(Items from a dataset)

------------------------------------------------------------------------

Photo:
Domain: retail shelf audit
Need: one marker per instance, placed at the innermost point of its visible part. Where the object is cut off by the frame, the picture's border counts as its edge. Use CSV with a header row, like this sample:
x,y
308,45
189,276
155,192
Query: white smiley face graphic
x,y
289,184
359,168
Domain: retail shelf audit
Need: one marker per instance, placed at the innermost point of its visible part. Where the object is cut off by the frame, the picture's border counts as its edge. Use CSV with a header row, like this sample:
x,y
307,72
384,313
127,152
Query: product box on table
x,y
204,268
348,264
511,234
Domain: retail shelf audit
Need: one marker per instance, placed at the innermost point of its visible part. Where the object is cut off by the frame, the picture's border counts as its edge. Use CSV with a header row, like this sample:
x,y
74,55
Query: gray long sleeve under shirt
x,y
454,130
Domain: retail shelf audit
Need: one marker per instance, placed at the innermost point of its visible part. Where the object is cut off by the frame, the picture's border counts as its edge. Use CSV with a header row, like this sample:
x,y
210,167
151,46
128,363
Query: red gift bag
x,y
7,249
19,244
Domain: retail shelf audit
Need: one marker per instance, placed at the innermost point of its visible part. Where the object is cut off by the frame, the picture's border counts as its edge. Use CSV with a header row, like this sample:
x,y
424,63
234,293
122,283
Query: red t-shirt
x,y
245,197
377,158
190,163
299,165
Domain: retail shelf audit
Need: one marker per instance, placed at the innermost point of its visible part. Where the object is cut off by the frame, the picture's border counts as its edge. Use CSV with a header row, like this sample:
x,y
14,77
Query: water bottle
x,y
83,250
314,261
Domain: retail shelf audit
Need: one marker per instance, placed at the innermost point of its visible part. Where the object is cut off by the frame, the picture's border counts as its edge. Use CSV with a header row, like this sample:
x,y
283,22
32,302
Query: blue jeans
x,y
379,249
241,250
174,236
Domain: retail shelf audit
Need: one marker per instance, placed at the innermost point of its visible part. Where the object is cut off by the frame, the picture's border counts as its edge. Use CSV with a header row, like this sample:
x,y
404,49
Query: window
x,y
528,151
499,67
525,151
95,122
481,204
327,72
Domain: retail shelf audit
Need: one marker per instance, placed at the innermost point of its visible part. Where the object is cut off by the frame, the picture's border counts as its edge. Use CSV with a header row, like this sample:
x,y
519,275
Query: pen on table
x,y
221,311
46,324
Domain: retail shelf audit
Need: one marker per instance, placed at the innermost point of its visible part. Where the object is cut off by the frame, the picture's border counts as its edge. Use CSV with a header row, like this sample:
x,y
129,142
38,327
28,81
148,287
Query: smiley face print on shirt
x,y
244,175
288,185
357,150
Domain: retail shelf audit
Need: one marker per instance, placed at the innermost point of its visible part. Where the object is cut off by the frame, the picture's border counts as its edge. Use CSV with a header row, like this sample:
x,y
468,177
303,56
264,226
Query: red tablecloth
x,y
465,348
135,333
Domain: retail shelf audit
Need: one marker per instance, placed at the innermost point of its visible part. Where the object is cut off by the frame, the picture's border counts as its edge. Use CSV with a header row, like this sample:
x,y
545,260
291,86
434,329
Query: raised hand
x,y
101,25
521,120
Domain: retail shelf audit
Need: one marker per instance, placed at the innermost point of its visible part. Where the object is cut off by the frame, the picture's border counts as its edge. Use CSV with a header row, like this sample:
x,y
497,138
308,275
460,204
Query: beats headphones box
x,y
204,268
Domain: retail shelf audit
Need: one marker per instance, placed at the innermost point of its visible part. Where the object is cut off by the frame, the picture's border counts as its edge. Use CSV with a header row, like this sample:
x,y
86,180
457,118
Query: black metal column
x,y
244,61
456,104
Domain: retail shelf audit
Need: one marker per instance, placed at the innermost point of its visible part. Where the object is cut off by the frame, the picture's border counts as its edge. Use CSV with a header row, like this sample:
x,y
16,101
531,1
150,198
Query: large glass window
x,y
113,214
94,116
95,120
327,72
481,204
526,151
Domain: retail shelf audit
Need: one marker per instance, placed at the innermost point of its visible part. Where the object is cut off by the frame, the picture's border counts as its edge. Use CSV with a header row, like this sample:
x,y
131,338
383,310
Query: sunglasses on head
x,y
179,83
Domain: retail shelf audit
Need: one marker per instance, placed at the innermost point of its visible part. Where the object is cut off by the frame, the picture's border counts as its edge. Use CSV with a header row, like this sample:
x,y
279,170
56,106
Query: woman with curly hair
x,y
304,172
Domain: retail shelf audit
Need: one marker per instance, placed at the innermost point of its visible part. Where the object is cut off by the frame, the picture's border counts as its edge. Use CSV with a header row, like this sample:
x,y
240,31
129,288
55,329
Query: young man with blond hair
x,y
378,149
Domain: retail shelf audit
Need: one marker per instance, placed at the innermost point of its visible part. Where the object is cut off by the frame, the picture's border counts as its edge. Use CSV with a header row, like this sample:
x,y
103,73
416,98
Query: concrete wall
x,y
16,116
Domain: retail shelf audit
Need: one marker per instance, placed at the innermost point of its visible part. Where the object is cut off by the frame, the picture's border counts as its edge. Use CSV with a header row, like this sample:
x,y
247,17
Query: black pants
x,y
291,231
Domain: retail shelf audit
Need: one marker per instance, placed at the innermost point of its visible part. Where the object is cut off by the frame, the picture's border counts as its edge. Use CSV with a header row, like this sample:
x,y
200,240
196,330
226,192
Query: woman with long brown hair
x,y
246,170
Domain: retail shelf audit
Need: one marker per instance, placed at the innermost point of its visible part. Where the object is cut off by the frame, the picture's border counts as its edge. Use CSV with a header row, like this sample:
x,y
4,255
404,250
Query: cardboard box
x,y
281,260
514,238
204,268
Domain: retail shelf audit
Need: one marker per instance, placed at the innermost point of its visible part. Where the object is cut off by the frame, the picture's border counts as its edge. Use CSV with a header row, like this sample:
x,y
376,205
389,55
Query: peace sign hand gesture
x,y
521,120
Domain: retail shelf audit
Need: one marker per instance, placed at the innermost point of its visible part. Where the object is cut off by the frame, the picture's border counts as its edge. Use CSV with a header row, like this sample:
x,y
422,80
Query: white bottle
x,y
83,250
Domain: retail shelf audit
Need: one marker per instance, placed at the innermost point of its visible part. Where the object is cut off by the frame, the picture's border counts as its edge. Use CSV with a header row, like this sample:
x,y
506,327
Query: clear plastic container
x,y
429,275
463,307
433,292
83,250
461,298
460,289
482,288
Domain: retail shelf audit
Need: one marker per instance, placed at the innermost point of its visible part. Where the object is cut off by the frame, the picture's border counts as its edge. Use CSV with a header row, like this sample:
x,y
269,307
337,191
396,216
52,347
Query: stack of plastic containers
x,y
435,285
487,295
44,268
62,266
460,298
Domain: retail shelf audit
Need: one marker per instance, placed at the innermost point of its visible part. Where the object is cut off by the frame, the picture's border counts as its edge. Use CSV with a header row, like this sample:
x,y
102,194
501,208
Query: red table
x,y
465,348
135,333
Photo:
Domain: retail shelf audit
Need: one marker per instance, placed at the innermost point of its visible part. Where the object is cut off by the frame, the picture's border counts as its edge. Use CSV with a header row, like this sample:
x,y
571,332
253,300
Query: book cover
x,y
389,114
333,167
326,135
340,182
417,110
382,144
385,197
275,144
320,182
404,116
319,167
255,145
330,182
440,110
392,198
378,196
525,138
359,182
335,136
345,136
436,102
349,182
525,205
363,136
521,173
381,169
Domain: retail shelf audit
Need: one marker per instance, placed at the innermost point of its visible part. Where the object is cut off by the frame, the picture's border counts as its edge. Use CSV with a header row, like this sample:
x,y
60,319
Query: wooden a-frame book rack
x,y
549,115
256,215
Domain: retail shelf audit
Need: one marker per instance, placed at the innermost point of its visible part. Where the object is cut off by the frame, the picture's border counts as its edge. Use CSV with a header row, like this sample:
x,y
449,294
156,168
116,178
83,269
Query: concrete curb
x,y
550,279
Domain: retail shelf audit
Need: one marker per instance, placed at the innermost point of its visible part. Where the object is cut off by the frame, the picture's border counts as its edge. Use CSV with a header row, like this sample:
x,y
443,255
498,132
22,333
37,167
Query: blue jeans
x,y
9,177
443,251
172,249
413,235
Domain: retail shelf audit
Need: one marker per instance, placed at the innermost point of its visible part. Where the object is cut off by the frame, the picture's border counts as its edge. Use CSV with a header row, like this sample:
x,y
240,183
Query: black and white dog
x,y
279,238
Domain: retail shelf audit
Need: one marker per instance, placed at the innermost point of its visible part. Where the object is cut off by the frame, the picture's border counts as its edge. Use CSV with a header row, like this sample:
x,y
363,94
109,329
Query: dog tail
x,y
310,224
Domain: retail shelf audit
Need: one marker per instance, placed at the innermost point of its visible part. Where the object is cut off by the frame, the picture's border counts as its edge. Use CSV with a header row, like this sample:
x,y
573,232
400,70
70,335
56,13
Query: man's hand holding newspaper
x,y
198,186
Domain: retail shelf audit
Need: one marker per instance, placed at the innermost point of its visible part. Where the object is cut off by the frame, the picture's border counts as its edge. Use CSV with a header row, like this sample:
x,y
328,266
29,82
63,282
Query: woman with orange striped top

------------------------------------------------------------------------

**EXERCISE PROMPT**
Pull out each line in the records above that contains the word "woman", and copy it unchanged.

**OUTPUT BELOW**
Query: woman with curly hair
Query: woman with long brown hair
Query: woman with orange striped top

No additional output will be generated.